> Exercise description
Can you quote the stretch of the Robin Verble profile from "Tracking the state" through "of biological sciences."?

> Given passage
*** Begin section ***
Tracking the state of the ecosystem by studying its forests, fires and insect population is what makes Robin Verble tick, and she uses her findings to help advance healthy and sustainable management of natural areas.

Verble (pictured above) joined S&T in summer 2018 as founding director of the Ozark Research Field Station and associate professor of biological sciences.

“I put a lot of value on finding ways to provide students with more
hands-on experience,” says Verble. “This opportunity not only increases their employability, but also helps them find their passion.”

The field station’s nine-acre biological resource site, made available to S&T through a partnership with the Missouri Department of Conservation, is located about 20 miles southwest of Rolla on land settled in the 1860s. The area contains ponds, streams, woods, wildlife and a historical house.

Verble hopes to extend S&T’s academic offerings through the field station by adding courses in field ecology, organismal biology and field taxonomy, and other courses across various university departments. She’s making the field station available S&T and the community through the public school system and organizations like the Girl Scouts, Missouri Master Naturalists and the Audubon Society.
*** End section ***
> Collected data
*** Begin section ***
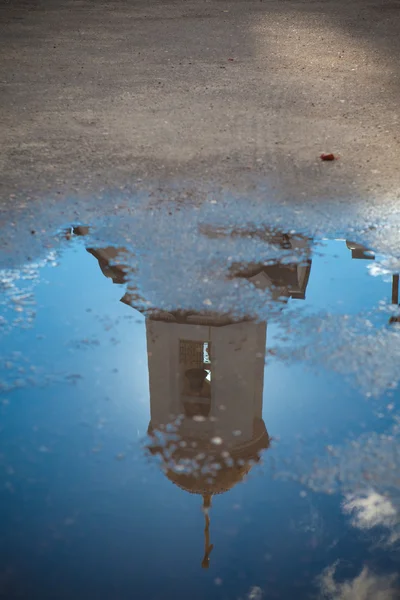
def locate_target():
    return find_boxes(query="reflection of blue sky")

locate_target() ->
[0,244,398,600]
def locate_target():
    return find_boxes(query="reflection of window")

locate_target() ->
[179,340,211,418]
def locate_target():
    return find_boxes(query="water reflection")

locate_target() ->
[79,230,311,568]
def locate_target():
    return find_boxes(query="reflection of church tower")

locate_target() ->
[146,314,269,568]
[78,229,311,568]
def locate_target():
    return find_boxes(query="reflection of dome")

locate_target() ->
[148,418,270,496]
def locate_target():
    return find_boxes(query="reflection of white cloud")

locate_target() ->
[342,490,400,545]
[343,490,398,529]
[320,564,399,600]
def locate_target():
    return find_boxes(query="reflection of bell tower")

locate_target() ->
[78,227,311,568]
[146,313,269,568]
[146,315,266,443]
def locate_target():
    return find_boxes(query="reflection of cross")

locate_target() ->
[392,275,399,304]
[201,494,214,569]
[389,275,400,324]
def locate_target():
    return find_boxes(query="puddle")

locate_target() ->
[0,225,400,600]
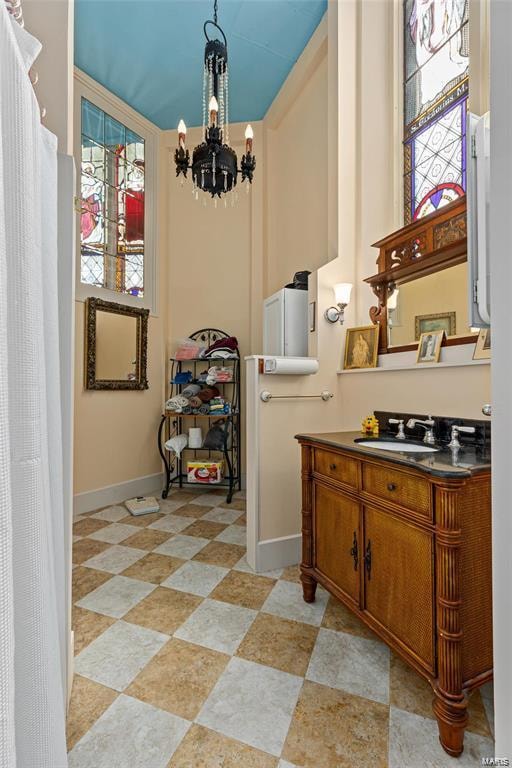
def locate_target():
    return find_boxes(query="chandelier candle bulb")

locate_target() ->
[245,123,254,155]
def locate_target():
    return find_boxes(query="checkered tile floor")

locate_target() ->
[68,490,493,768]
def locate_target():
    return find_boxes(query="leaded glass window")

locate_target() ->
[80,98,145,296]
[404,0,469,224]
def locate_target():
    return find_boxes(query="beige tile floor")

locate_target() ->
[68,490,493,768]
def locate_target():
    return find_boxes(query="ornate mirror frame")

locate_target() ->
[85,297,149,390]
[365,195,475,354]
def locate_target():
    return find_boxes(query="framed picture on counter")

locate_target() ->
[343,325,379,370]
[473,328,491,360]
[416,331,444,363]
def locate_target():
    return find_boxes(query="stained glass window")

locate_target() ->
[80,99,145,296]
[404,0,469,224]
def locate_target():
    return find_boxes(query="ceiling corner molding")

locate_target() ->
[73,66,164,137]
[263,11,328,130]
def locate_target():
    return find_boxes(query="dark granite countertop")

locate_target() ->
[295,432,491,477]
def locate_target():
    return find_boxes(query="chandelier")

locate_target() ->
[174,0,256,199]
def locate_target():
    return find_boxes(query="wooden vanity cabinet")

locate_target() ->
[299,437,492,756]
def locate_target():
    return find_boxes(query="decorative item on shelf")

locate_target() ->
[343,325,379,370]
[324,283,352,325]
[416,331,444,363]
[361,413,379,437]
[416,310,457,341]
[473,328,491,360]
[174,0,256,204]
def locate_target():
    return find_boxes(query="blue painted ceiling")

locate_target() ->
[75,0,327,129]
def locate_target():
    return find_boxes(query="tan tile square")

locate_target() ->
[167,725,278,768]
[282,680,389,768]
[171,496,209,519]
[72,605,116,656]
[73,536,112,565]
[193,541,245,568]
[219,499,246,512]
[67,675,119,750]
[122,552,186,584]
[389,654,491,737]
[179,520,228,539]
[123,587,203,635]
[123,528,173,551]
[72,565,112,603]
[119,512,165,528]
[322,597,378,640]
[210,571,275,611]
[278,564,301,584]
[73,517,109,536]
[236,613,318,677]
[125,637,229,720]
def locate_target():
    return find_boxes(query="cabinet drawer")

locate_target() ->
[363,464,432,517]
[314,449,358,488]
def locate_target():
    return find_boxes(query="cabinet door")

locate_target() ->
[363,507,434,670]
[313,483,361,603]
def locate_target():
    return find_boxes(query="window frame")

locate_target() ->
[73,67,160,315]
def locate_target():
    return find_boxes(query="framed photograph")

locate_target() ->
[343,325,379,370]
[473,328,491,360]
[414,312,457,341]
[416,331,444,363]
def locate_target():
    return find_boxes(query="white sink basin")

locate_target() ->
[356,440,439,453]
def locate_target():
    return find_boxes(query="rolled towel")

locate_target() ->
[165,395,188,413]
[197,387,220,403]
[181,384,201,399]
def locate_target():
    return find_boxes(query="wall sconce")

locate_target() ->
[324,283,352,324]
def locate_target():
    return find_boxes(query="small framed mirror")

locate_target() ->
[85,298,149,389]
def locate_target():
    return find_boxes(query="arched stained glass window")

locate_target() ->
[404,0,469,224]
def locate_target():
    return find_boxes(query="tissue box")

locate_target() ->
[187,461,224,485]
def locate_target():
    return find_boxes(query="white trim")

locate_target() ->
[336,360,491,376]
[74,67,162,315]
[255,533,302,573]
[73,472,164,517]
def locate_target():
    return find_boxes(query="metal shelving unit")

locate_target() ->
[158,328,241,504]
*** End section ***
> Problem solution
Tracking the state of the ecosystem by studying its forests, fires and insect population is what makes Robin Verble tick, and she uses her findings to help advance healthy and sustainable management of natural areas.

Verble (pictured above) joined S&T in summer 2018 as founding director of the Ozark Research Field Station and associate professor of biological sciences.